Work instructions => Copy out the material below in full, but not its images.

######

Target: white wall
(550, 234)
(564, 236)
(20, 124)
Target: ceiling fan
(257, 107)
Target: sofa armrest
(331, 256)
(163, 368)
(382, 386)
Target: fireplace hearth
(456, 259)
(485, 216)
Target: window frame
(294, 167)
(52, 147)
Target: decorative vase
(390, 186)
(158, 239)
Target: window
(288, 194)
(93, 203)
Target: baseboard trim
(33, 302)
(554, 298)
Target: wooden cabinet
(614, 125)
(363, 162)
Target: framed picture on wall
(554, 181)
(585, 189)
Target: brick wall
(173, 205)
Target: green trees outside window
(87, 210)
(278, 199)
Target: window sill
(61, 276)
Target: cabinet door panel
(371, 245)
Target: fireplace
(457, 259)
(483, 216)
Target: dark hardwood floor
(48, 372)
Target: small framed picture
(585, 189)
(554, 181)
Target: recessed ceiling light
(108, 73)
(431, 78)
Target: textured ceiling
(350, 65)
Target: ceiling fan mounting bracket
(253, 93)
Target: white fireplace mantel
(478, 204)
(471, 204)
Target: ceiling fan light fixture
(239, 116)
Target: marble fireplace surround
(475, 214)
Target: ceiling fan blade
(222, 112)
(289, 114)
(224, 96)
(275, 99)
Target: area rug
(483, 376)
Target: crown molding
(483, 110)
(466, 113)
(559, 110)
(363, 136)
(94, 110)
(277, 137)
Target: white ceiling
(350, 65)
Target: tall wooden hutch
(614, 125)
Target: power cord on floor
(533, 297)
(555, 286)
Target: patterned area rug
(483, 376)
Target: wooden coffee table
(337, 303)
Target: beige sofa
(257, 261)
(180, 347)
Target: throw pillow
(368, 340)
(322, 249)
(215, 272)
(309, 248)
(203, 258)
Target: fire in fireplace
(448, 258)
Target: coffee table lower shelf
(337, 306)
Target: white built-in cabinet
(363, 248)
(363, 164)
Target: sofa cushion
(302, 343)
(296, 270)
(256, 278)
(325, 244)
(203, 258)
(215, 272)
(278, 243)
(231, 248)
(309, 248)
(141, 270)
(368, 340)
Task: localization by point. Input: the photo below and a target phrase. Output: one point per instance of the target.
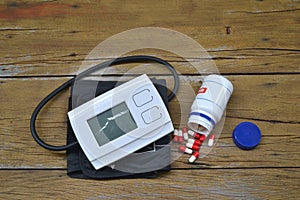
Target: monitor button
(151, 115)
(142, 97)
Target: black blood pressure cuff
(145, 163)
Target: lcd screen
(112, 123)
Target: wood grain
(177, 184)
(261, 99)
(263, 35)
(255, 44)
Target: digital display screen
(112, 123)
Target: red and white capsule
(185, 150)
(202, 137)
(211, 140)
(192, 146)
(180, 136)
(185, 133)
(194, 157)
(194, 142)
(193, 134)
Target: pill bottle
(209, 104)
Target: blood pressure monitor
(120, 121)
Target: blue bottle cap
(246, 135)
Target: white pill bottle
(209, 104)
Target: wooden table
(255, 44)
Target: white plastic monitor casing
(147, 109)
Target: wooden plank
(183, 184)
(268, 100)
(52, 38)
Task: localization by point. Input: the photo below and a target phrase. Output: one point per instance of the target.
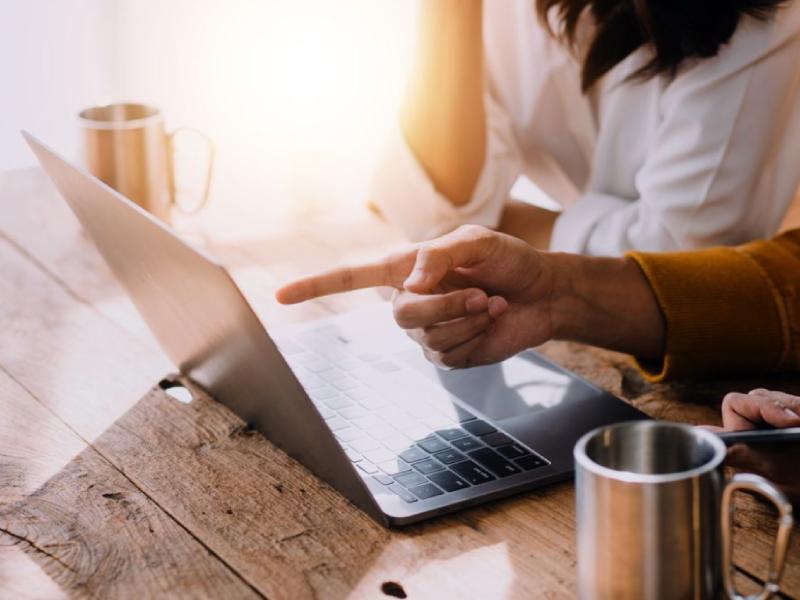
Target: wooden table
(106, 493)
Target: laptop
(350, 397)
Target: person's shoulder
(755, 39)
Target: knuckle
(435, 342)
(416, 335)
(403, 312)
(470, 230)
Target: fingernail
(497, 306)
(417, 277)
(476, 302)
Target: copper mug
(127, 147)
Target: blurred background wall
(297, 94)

######

Result =>
Target: white wall
(550, 234)
(564, 236)
(20, 124)
Target: ceiling fan
(257, 107)
Target: sofa armrest
(331, 256)
(163, 368)
(382, 386)
Target: fireplace hearth
(456, 259)
(485, 216)
Target: window frame
(294, 167)
(52, 147)
Target: decorative vase
(390, 186)
(158, 239)
Target: window
(288, 194)
(93, 203)
Target: baseboard trim
(33, 302)
(554, 298)
Target: wooden cabinet
(614, 125)
(363, 162)
Target: framed picture on wall
(554, 181)
(585, 189)
Target: brick wall
(173, 205)
Target: green trees outside window
(87, 210)
(278, 199)
Target: window sill
(61, 276)
Target: cabinet door panel
(371, 245)
Target: fireplace
(457, 259)
(483, 216)
Target: dark hardwood floor
(48, 372)
Target: small framed picture
(585, 189)
(554, 181)
Target: recessed ceiling light
(108, 73)
(431, 78)
Target: textured ceiling
(350, 65)
Target: ceiling fan mounting bracket
(253, 93)
Target: white fireplace mantel
(478, 204)
(471, 204)
Target: ceiling fan light fixture
(239, 116)
Target: marble fireplace surround
(475, 214)
Target: ceiling fan blade
(222, 112)
(289, 114)
(224, 96)
(275, 99)
Target: area rug
(483, 376)
Target: crown molding
(483, 110)
(466, 113)
(559, 110)
(363, 136)
(94, 110)
(277, 137)
Target: white ceiling
(350, 65)
Target: tall wooden hutch
(614, 125)
Target: power cord on floor
(533, 297)
(555, 286)
Target: patterned area rug
(483, 376)
Target: wooden coffee table
(337, 303)
Target: beige sofa
(257, 261)
(180, 347)
Target: throw pillow
(368, 340)
(322, 249)
(215, 272)
(309, 248)
(203, 258)
Target: fire in fireplace
(448, 258)
Target: coffee table lower shelf
(337, 306)
Target: white built-in cabinet
(363, 248)
(363, 164)
Target: sofa cushion
(302, 343)
(296, 270)
(256, 278)
(325, 244)
(203, 258)
(215, 272)
(278, 243)
(231, 248)
(309, 248)
(141, 270)
(368, 340)
Task: localization by point. Input: the photo below and a target phrase. Output: one point per instance of the target.
Target: monitor button
(151, 115)
(142, 97)
Target: black blood pressure cuff
(145, 163)
Target: lcd screen
(112, 123)
Target: wood grain
(177, 184)
(261, 99)
(263, 35)
(255, 44)
Target: digital display screen
(112, 123)
Target: red and white capsule
(185, 150)
(202, 137)
(211, 140)
(192, 146)
(180, 136)
(185, 133)
(194, 157)
(194, 142)
(193, 134)
Target: pill bottle
(209, 104)
Target: blood pressure monitor
(120, 121)
Target: blue bottle cap
(246, 135)
Target: white pill bottle
(209, 104)
Target: wooden table
(255, 44)
Target: white plastic monitor casing
(147, 109)
Target: wooden plank
(183, 184)
(268, 100)
(52, 38)
Task: localization by point. Input: the photo below and a target phrase. Output: one point per instance of the target.
Target: wooden table
(106, 493)
Target: laptop
(350, 397)
Target: person's shoulder
(755, 39)
Target: knuckle
(435, 342)
(416, 335)
(403, 312)
(470, 230)
Target: fingernail
(497, 306)
(417, 277)
(476, 302)
Target: copper mug
(127, 147)
Target: blurred background wall
(297, 94)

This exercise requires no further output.